What to produce: Pull out every line of the material below that contains the string "wall", matching case exactly.

[Dataset excerpt]
- - - -
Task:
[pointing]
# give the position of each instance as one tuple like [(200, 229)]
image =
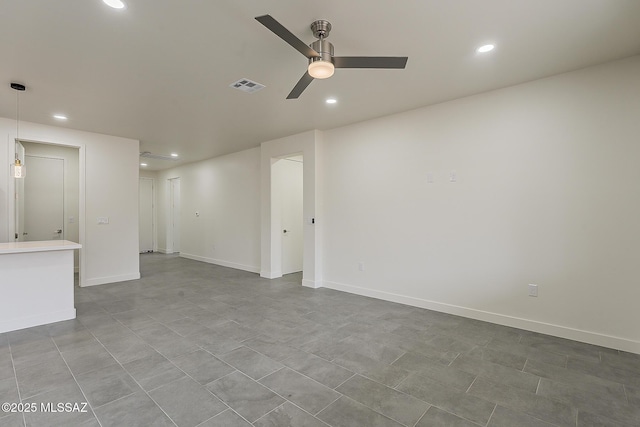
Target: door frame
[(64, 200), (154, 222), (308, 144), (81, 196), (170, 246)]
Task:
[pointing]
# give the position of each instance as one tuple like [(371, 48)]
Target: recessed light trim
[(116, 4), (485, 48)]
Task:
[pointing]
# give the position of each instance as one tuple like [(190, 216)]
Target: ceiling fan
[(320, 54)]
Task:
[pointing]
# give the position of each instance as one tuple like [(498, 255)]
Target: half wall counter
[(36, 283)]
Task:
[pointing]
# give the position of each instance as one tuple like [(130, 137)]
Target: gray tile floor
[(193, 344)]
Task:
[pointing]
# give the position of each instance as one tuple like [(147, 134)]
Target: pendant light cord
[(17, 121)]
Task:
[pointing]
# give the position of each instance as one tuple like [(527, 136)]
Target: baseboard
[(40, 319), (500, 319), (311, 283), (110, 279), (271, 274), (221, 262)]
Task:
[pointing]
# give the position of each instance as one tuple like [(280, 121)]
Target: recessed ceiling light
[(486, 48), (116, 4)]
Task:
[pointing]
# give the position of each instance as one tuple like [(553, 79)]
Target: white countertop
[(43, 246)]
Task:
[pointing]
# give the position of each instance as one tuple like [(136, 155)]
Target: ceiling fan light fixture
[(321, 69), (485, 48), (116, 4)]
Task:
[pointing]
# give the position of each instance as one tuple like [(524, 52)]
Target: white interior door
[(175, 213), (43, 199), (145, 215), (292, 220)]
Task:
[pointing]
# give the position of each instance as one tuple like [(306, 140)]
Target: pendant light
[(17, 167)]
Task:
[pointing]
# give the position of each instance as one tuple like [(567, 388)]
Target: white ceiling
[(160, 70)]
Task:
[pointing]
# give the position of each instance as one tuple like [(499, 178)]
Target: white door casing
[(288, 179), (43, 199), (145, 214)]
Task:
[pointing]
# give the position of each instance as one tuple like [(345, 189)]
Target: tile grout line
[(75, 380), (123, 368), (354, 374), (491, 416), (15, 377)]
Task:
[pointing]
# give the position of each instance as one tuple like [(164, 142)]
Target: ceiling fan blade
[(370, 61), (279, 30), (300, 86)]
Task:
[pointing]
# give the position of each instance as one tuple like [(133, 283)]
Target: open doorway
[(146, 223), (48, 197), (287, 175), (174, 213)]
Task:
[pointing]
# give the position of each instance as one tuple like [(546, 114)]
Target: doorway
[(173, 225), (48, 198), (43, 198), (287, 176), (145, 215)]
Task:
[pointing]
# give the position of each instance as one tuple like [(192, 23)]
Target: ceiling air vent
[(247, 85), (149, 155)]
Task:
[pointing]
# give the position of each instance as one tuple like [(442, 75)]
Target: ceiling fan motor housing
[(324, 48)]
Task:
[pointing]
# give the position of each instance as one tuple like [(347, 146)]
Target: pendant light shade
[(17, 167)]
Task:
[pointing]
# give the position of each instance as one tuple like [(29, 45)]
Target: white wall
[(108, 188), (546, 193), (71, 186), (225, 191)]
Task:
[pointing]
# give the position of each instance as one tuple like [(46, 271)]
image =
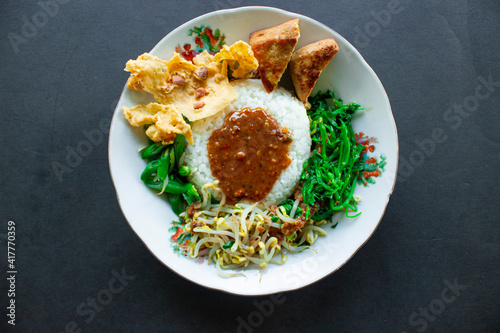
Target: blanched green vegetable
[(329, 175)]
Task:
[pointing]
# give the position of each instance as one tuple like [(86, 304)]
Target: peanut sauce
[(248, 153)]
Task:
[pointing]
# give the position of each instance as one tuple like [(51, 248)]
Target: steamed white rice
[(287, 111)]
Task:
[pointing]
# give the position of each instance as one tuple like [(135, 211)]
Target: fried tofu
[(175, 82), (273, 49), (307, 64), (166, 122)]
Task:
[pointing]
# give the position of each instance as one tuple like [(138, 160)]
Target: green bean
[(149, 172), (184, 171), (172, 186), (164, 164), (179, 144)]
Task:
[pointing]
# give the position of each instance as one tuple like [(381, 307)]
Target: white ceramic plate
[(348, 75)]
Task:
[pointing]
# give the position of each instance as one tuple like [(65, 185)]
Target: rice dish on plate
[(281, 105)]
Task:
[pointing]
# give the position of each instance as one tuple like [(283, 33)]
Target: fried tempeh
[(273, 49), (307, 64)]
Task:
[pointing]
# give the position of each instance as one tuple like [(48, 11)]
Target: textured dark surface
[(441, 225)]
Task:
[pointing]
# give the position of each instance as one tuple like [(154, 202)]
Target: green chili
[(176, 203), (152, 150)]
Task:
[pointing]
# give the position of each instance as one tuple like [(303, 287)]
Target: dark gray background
- - - -
Solution:
Target: half wall counter
Target: white wall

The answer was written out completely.